▶ _Activity_: Output each line from the one that contains "If you could tag the hallway" to the final line of the data below, exactly, and include nothing else.

++++

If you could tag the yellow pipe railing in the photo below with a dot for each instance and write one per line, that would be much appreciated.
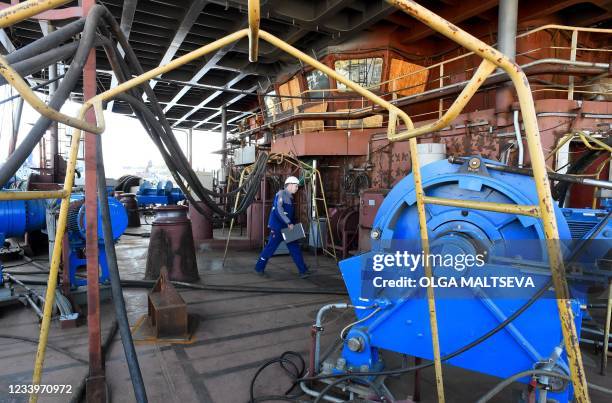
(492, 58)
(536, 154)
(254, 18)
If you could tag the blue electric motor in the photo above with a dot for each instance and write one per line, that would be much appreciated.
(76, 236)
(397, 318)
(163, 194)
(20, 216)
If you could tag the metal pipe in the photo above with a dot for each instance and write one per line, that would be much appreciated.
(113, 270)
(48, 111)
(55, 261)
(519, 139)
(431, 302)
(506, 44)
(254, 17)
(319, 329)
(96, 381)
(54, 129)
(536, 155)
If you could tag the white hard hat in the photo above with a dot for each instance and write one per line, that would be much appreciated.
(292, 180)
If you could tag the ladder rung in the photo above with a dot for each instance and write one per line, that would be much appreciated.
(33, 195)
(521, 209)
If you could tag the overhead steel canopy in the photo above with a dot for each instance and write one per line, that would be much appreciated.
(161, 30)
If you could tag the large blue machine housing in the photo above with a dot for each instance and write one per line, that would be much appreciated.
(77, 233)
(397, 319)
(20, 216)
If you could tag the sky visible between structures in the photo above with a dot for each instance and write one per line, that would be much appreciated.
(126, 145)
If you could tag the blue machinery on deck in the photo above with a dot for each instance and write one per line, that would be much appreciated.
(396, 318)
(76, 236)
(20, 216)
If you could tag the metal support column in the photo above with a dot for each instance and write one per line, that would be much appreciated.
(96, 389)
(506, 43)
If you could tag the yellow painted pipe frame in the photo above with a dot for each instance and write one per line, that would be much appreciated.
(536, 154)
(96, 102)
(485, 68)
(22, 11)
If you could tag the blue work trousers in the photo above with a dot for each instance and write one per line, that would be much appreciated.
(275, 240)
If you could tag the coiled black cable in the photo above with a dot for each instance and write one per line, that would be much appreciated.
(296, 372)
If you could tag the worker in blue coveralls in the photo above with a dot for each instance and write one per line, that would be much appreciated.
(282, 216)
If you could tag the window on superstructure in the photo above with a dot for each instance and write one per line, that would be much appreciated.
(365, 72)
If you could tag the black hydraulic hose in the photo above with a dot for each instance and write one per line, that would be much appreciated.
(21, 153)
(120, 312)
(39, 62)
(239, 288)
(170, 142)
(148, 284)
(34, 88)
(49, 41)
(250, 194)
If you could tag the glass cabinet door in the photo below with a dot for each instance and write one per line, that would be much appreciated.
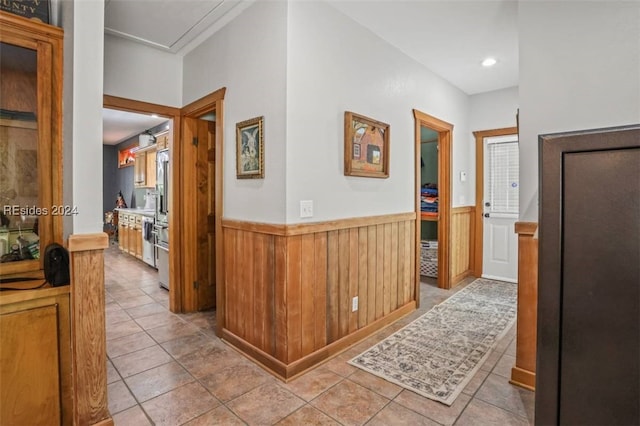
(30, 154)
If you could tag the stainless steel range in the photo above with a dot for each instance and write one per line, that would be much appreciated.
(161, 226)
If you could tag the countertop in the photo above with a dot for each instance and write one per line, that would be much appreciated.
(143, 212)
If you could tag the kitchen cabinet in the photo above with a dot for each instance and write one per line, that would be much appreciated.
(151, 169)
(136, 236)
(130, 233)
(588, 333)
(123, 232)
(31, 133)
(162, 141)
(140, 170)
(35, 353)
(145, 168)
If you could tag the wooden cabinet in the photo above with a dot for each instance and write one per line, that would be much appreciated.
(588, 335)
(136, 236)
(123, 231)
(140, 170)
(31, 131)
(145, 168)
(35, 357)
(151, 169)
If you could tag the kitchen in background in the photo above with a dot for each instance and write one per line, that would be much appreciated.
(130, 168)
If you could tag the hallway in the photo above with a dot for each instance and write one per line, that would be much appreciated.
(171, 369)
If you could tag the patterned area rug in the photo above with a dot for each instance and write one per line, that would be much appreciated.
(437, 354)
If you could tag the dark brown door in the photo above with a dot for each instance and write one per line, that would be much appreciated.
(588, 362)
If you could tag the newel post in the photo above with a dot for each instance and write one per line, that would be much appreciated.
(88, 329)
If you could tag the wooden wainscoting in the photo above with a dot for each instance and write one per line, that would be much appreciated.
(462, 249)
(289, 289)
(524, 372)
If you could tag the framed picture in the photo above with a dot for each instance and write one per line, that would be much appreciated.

++++

▶ _Exercise response_:
If you could tag the hallway in the photo above with a dot for each instance and write one per line, that would be much appreciated.
(171, 369)
If you could tag the patterned area rug in the photo above with a dot for each instance and write one per line, that would be much appreciated.
(437, 354)
If you could tag the dark brown door in the photo above with a dot for each instance and write one per line, that would be much appreciated.
(588, 362)
If you could tag the newel post in the photo above with a dot for each instance and write one per line, that would be much appreciated.
(88, 329)
If you could tag the wooden wainscoting in the photo above with a dot for each instance and write one per line, that would be much appreciated.
(462, 249)
(289, 289)
(524, 372)
If you could tag the framed picture in the photo above with a dot for each instance and write one per line, that would be much appreciated.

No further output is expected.